EXTRAIT CHOISI:
21/10/2004
BEAU
LIVRE
La Croatie, Grands voyageurs
Un
magnifique ouvrage vient de paraître
aux éditions du Chêne
Fruit
de l'heureuse association des talents combinés de Pierre
Josse, rédacteur en chef des Guides du routard, de la plume sensible
de Bernard Pouchèle et de Jean-Denis Joubert, photographe tombé
amoureux de la Croatie, la publication que les éditions
du Chêne consacrent à la Croatie est certainement
l'une des plus belles façon de l'aborder. Publié
dans la collection Grands voyageurs, l'ouvrage est à la
fois un beau livre et un guide d'un genre nouveau, mêlant
de splendides photographies d'art à une prose tenant à
la fois du récit et du carnet de voyage. Rien de tel pour
le présenter que d'en laisser parler les auteurs...
Surprenante Croatie. Surprenant
pays, à la fois par sa situation dans l'espace, sa météorologie
qui définit ses géographies, son histoire qui est
toute dans ses géographies, tant physique qu'humaine, et
par la qualité de son entêtement patriote séculaire.

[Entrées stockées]
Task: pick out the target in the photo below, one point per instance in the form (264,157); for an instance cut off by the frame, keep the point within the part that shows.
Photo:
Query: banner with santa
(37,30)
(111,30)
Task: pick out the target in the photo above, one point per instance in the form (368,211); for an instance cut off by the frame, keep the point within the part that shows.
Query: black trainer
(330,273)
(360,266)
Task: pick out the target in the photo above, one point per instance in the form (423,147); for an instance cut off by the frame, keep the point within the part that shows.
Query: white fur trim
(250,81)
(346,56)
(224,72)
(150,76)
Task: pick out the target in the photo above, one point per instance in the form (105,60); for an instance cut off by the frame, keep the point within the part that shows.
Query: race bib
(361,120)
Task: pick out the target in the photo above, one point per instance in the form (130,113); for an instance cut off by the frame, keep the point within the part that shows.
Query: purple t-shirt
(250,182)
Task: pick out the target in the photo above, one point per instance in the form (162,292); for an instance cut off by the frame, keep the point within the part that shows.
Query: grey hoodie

CONSIGNE: Traduisez en anglais cette phrase de l'extrait sur la Croatie : « Publié dans la collection Grands voyageurs, l'ouvrage est à la fois un beau livre et un guide d'un genre nouveau, mêlant de splendides photographies d'art à une prose tenant à la fois du récit et du carnet de voyage. » Les entrées forment un contenu distinct de l'extrait.

RÉPONSE: Published in the Grands voyageurs collection, the work is at once a coffee-table book and a new kind of guide, combining splendid art photographs with prose that is part narrative and part travel journal.